**Provided data**
Start of Block

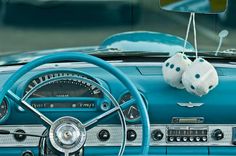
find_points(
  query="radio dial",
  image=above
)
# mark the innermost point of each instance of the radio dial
(217, 134)
(157, 135)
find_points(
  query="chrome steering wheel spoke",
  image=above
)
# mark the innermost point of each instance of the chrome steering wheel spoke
(109, 112)
(27, 106)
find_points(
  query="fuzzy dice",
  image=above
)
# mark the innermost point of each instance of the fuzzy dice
(200, 77)
(173, 69)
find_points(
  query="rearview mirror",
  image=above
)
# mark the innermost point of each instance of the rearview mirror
(196, 6)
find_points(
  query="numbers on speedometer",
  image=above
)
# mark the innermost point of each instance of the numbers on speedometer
(4, 109)
(132, 113)
(63, 87)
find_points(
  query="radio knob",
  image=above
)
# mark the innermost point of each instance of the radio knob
(157, 135)
(171, 139)
(185, 139)
(217, 134)
(104, 135)
(191, 139)
(204, 139)
(178, 139)
(198, 139)
(131, 135)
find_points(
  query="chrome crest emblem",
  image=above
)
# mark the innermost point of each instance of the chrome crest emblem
(190, 104)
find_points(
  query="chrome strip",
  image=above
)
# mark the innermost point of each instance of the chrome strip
(115, 136)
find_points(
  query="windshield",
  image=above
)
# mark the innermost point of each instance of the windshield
(39, 25)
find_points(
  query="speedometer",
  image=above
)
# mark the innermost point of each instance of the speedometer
(64, 87)
(4, 110)
(63, 90)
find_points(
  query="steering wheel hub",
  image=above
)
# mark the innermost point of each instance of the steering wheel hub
(67, 135)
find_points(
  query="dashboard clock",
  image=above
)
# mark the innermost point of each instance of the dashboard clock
(132, 113)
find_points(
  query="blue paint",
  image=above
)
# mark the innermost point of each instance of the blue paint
(98, 62)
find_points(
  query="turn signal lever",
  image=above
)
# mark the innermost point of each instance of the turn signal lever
(20, 133)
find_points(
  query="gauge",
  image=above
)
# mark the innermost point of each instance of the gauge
(64, 87)
(3, 109)
(132, 113)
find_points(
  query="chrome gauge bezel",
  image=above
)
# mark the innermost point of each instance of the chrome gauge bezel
(145, 101)
(74, 72)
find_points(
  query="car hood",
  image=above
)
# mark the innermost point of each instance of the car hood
(136, 41)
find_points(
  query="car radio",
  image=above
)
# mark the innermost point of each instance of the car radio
(186, 134)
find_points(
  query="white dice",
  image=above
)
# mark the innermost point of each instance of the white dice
(173, 68)
(200, 77)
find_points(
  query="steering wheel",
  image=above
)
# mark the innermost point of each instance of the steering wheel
(67, 134)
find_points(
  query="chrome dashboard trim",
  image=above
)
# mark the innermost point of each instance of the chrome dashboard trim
(118, 63)
(189, 104)
(115, 131)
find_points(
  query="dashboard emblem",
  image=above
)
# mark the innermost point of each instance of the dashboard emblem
(190, 104)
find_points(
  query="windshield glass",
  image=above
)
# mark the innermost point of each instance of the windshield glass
(40, 25)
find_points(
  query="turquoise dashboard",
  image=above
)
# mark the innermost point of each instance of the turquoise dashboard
(181, 123)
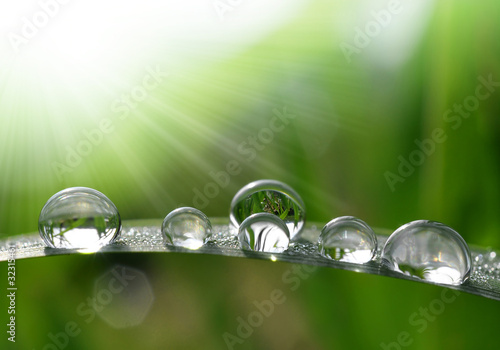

End of Block

Every line of the data above is to be repeated exactly; the images are to be left out.

find_points(
  query="radio dial",
  image=above
)
# mark the innermost point of each instance of the radio dial
(217, 134)
(157, 135)
find_points(
  query="chrome steering wheel spoke",
  image=above
)
# mark the innermost point of each instance of the chrome steering wheel spoke
(109, 112)
(27, 106)
find_points(
  query="fuzzy dice",
  image=above
)
# mark the innermost point of each instance of the fuzzy dice
(200, 77)
(173, 69)
find_points(
  query="rearview mirror",
  image=above
)
# mark the innermost point of each instance of the rearview mirror
(196, 6)
find_points(
  query="numbers on speedometer",
  image=above
)
# mark the innermost point of each instance of the numbers on speedometer
(4, 109)
(132, 113)
(63, 87)
find_points(
  query="radio knob",
  image=above
)
# mark the innermost point of each instance of the radio knob
(157, 135)
(171, 139)
(185, 139)
(217, 134)
(104, 135)
(191, 139)
(204, 139)
(178, 139)
(198, 139)
(131, 135)
find_points(
  query="chrome crest emblem",
  image=above
)
# mark the innermost point of each instance of the chrome crest emblem
(190, 104)
find_points(
  query="chrome strip",
  image=above
)
# mark the innermost point of each instance of the chrome strip
(115, 136)
find_points(
  query="windshield",
  image=above
)
# mark the innermost point of each instance of the windshield
(39, 25)
find_points(
  query="speedometer",
  image=above
)
# mark the innermost point of each instance of the speedometer
(64, 87)
(4, 110)
(63, 90)
find_points(
  query="steering wheel hub",
  image=above
)
# mark the innermost point of each instance of the steering wheel hub
(67, 135)
find_points(
  query="dashboard clock",
  image=above
)
# mark the innermost point of each instance of the dashboard clock
(132, 113)
find_points(
  query="blue paint",
  image=above
)
# mark the innermost point of each instance of the blue paint
(98, 62)
find_points(
  query="turn signal lever",
  image=above
)
# mark the innermost point of each instance of the turn signal lever
(20, 133)
find_points(
  query="gauge",
  image=above
)
# mark the innermost point of each instance of the gauge
(64, 87)
(3, 109)
(132, 113)
find_points(
  query="chrome gauge bezel",
  image=above
)
# mark the innermost point of each instance of the chrome gauge bezel
(145, 101)
(74, 72)
find_points(
  query="car hood",
  image=above
)
# mark the innermost point of each instance of the car hood
(136, 41)
find_points(
  query="car radio",
  image=above
)
# mark the innermost point of each instance of the car radio
(186, 134)
find_points(
  query="white dice",
  image=above
)
# mark the innermost point of each instance of the white dice
(173, 68)
(200, 77)
find_points(
  query="steering wheel",
  image=above
)
# mark the innermost point of each instance of the steering wheel
(67, 134)
find_points(
  query="chrome dashboard trim",
  image=above
)
# mark the innermost point of each instance of the chrome dashboard trim
(118, 63)
(189, 104)
(115, 131)
find_points(
  query="dashboard emblem",
  image=above
)
# mark the innermost point of each instance of the dashboard emblem
(190, 104)
find_points(
  query="windshield glass",
  image=above
)
# mark the innermost point of each instance of the windshield glass
(40, 25)
find_points(
  query="turquoise dashboard",
  image=above
)
# mark the innermost point of each instance of the turquoise dashboard
(181, 123)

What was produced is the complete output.